Rewrite the data below, substituting "object" for every occurrence of "instance" and leaving all other text unchanged.
=======
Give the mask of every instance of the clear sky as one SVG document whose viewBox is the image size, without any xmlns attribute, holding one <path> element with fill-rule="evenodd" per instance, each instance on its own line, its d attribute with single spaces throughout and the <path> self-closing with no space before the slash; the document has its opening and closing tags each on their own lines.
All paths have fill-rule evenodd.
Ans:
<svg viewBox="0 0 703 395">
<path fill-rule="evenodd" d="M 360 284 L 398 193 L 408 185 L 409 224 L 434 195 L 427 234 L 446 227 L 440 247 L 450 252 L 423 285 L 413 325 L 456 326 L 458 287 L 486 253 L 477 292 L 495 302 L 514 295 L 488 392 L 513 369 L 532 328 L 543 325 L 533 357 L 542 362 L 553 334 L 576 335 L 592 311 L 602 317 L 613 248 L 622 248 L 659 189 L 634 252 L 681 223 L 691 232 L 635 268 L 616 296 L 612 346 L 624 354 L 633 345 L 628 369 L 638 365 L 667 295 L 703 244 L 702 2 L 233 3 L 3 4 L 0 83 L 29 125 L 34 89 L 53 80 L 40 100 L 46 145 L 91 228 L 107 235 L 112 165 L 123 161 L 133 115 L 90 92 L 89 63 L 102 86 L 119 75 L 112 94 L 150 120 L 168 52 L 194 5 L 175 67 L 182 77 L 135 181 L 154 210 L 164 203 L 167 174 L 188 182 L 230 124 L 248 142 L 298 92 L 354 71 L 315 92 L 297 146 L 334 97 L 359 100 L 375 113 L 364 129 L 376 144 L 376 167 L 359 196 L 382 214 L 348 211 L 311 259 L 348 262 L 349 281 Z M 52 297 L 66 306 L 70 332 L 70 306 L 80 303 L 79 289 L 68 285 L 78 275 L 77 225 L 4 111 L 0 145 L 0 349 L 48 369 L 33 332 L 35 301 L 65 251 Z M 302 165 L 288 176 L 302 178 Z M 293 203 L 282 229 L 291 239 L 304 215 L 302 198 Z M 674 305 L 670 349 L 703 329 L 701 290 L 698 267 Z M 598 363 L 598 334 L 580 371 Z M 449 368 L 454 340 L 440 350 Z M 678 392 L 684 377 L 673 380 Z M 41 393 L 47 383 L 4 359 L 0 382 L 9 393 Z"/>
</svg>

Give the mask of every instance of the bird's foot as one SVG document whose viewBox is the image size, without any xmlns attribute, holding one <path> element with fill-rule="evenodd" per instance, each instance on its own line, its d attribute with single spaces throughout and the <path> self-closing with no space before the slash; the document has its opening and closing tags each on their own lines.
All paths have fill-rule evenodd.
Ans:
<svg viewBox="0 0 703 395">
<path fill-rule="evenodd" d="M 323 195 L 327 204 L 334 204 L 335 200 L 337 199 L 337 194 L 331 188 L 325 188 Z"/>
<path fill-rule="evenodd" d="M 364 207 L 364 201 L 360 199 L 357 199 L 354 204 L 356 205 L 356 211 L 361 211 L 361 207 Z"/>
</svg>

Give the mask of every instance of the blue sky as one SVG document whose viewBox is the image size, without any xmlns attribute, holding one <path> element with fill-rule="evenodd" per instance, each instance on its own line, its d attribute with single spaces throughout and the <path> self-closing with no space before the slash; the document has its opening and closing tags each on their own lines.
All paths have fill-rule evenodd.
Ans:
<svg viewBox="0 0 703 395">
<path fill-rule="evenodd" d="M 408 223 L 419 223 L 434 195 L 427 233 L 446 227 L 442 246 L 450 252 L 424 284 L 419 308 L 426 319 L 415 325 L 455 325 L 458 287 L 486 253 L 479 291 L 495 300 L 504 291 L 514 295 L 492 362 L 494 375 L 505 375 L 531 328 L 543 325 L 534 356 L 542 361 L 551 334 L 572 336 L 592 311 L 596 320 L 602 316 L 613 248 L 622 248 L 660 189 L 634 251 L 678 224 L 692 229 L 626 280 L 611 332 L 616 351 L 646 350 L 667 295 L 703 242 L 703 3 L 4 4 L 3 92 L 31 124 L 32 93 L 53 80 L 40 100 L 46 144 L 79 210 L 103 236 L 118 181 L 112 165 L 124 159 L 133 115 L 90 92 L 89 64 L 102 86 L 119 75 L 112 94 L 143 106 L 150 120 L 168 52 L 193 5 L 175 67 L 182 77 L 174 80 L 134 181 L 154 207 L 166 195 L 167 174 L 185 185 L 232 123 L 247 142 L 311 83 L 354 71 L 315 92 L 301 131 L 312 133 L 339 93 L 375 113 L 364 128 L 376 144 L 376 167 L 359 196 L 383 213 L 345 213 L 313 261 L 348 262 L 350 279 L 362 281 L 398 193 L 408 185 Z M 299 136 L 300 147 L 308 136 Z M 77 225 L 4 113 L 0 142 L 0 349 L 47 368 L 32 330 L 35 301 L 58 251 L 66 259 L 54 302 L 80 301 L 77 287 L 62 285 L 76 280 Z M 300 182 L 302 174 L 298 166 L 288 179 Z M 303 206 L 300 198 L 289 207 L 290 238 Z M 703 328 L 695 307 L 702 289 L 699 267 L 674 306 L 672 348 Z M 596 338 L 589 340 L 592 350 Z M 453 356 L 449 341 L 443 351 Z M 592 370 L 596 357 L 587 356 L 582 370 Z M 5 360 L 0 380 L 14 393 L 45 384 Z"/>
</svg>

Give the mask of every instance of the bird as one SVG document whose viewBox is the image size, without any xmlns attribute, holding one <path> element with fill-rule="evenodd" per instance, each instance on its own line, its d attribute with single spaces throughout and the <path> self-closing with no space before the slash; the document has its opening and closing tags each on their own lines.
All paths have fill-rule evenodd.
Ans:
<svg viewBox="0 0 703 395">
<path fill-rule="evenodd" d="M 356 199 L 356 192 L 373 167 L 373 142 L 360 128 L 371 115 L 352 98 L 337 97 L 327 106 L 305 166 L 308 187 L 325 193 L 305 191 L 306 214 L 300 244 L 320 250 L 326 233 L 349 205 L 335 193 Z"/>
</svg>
=======
[Exercise result]:
Give the mask of every object of the clear sky as one SVG document whose viewBox is the image size, without any xmlns attribute, holding one <path> element with fill-rule="evenodd" per object, each object on its own line, its d attribute with single spaces throughout and the <path> self-closing with no space before the slash; the document has its opening and closing tags each on their own lines.
All paths have fill-rule evenodd.
Ans:
<svg viewBox="0 0 703 395">
<path fill-rule="evenodd" d="M 360 284 L 398 193 L 408 185 L 409 224 L 434 195 L 427 234 L 446 227 L 440 247 L 450 252 L 423 285 L 413 325 L 456 326 L 458 287 L 486 253 L 477 292 L 495 302 L 514 295 L 488 392 L 513 369 L 532 328 L 543 325 L 533 357 L 542 362 L 553 334 L 576 335 L 592 311 L 602 317 L 613 248 L 622 248 L 659 189 L 634 252 L 681 223 L 691 232 L 635 268 L 616 296 L 612 346 L 624 354 L 633 345 L 628 369 L 638 365 L 667 295 L 703 244 L 702 2 L 233 3 L 3 4 L 0 83 L 29 125 L 34 89 L 53 80 L 40 100 L 46 145 L 91 228 L 107 235 L 112 165 L 123 161 L 133 115 L 90 92 L 89 63 L 102 86 L 119 75 L 112 94 L 150 120 L 168 52 L 194 5 L 175 67 L 182 77 L 135 181 L 154 210 L 164 203 L 167 174 L 188 182 L 230 124 L 248 142 L 298 92 L 354 71 L 315 92 L 297 146 L 334 97 L 359 100 L 375 113 L 364 129 L 376 144 L 376 167 L 359 196 L 382 214 L 348 211 L 311 259 L 348 262 L 349 281 Z M 52 297 L 66 306 L 70 332 L 70 306 L 80 303 L 79 289 L 68 285 L 78 275 L 77 225 L 4 111 L 0 145 L 0 349 L 48 369 L 33 332 L 35 301 L 65 251 Z M 302 165 L 288 176 L 302 178 Z M 293 203 L 282 229 L 291 239 L 304 215 L 302 198 Z M 674 305 L 670 349 L 703 329 L 701 290 L 698 267 Z M 598 363 L 598 334 L 580 371 Z M 449 368 L 454 340 L 440 350 Z M 678 392 L 684 377 L 673 380 Z M 41 393 L 47 383 L 4 359 L 0 382 L 9 393 Z"/>
</svg>

Give the mask of every object of the bird's foot as one SVG document whose viewBox is the image size, without any xmlns attribute, holding one <path> element with fill-rule="evenodd" per object, each object on its own line, its d attribute with single spaces throughout and the <path> self-closing with no space before the slash; the document has its opening and closing tags each on their own lines.
All paths have fill-rule evenodd.
Ans:
<svg viewBox="0 0 703 395">
<path fill-rule="evenodd" d="M 323 195 L 327 204 L 334 204 L 335 200 L 337 199 L 337 194 L 331 188 L 325 188 Z"/>
<path fill-rule="evenodd" d="M 364 207 L 364 201 L 360 199 L 357 199 L 354 204 L 356 205 L 356 211 L 361 211 L 361 207 Z"/>
</svg>

Give the mask of every object of the blue sky as one SVG document whose viewBox is the image size, without any xmlns attribute, holding one <path> element with fill-rule="evenodd" per object, each object on its own line, its d attribute with single spaces throughout and the <path> self-closing with no space before the slash; the document has its opening and closing tags each on their own lines.
All paths have fill-rule evenodd.
Ans:
<svg viewBox="0 0 703 395">
<path fill-rule="evenodd" d="M 408 223 L 419 223 L 434 195 L 427 233 L 446 227 L 442 246 L 450 252 L 424 284 L 419 308 L 426 319 L 415 325 L 455 325 L 458 287 L 486 253 L 479 291 L 495 300 L 504 291 L 514 295 L 492 362 L 494 375 L 505 375 L 531 328 L 543 325 L 534 356 L 542 361 L 551 334 L 572 336 L 592 311 L 596 320 L 602 316 L 613 248 L 622 248 L 660 189 L 634 251 L 678 224 L 692 229 L 626 280 L 611 332 L 616 351 L 646 350 L 667 295 L 703 242 L 703 3 L 4 4 L 3 92 L 31 124 L 32 93 L 53 80 L 40 100 L 46 144 L 79 210 L 103 236 L 118 181 L 112 165 L 124 159 L 133 115 L 90 92 L 89 64 L 102 86 L 119 75 L 112 94 L 143 106 L 150 120 L 168 52 L 193 5 L 175 67 L 182 77 L 174 80 L 134 181 L 154 207 L 166 195 L 167 174 L 185 185 L 232 123 L 247 142 L 311 83 L 354 71 L 315 92 L 301 131 L 312 133 L 339 93 L 375 113 L 364 128 L 376 144 L 376 167 L 359 196 L 383 213 L 345 213 L 313 261 L 348 262 L 350 279 L 362 281 L 398 193 L 408 185 Z M 299 136 L 300 147 L 308 136 Z M 77 225 L 4 113 L 0 142 L 0 349 L 47 368 L 32 330 L 35 301 L 58 251 L 66 259 L 54 302 L 80 301 L 77 287 L 62 285 L 76 280 Z M 300 182 L 302 174 L 298 166 L 288 179 Z M 303 206 L 300 198 L 289 207 L 290 238 Z M 703 328 L 695 307 L 702 289 L 699 267 L 674 306 L 672 348 Z M 596 338 L 589 340 L 592 350 Z M 453 356 L 449 341 L 443 351 Z M 592 370 L 596 357 L 587 356 L 582 370 Z M 5 360 L 0 380 L 14 393 L 45 384 Z"/>
</svg>

Give the mask of every object of the bird as one SVG document whose viewBox is the image size, without any xmlns attribute, holding one <path> element with fill-rule="evenodd" per object, each object on its own line, its d attribute with single spaces throughout and the <path> self-closing with no space before the slash; the document has its opening and closing tags each on their own lines.
All paths have fill-rule evenodd.
Ans:
<svg viewBox="0 0 703 395">
<path fill-rule="evenodd" d="M 356 199 L 356 192 L 373 167 L 373 142 L 360 128 L 371 115 L 352 98 L 337 97 L 327 106 L 305 166 L 308 187 L 325 193 L 305 191 L 306 214 L 300 244 L 320 250 L 326 233 L 349 205 L 335 193 Z"/>
</svg>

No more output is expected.